◆ **Texto extraído**:

____

1ª edición: Editorial Proyección / Uruguay / 1993, en
colaboración con la Universidad de Poitiers.
1ª edición virtual: elMontevideano Laboratorio de Artes /
2020, con el apoyo de la Universidad de Poitiers.
Traducción del francés: Hugo Giovanetti Viola
HISTORIA
Y FICCIÓN
III.
LA AUSENCIA DEL PADRE (1)
Esta afirmación, que
puede parecer insólita a primera vista, no carece sin embargo de fundamento. Un
cuidadoso examen de la obra onettiana revelará enseguida que la amargura provocada
por la Historia va acompañada por un sentimiento de soledad individual y de
vacío afectivo cuya raíz debe buscarse en la erosión y hasta en la inexistencia
de las estructuras familiares. Esto puede comprobarse a través de pasajes
sacados tanto de los cuentos juveniles como de las obras de madurez. Porque ya
desde 1932, el universo narrativo de Juan Carlos Onetti ofrece una visión
bastante ambigua del medio familiar. Presente en numerosos textos, la familia constituye
de buenas a primeras una referencia inevitable que no podrán ignorar ni Raucho,
ni Eladio Linacero o Jason, ni aun los mismos Jorge Malabia y Larsen. Todos
admitirán -de mal grado a veces- su función privilegiada. Pero los diversos
integrantes de la familia no aparecerán investidos por el mismo status. Las
mujeres, en particular, ocupan un sitio aparte, reconociéndoseles una identidad
específica no desprovista de aspectos positivos.

____

◆ **Datos almacenados**:
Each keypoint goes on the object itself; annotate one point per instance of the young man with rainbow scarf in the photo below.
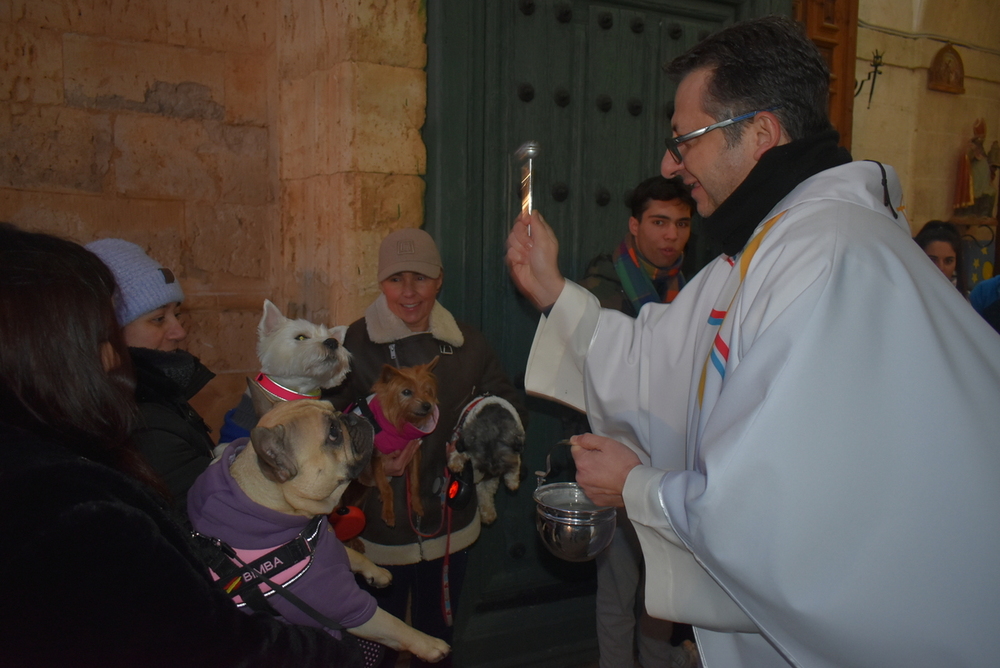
(646, 266)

____

◆ **Tareas escritas**:
1 – Transcribe del texto sobre Onetti el fragmento que va desde "1ª edición virtual: elMontevideano" hasta "DEL PADRE (1)".
2 – Nombra todos los personajes que, según el texto sobre Onetti, no podrán ignorar la familia como referencia.
3 – Según el texto sobre Onetti, ¿por qué la erosión de las estructuras familiares puede comprobarse en pasajes tanto de los cuentos juveniles como de las obras de madurez?

◆ **Resultados del ejercicio**:
1 –
1ª edición virtual: elMontevideano Laboratorio de Artes /
2020, con el apoyo de la Universidad de Poitiers.
Traducción del francés: Hugo Giovanetti Viola
HISTORIA
Y FICCIÓN
III.
LA AUSENCIA DEL PADRE (1)

2 – Raucho, Eladio Linacero, Jason, Jorge Malabia y Larsen.

3 – Porque ya desde 1932 el universo narrativo de Juan Carlos Onetti ofrece una visión bastante ambigua del medio familiar.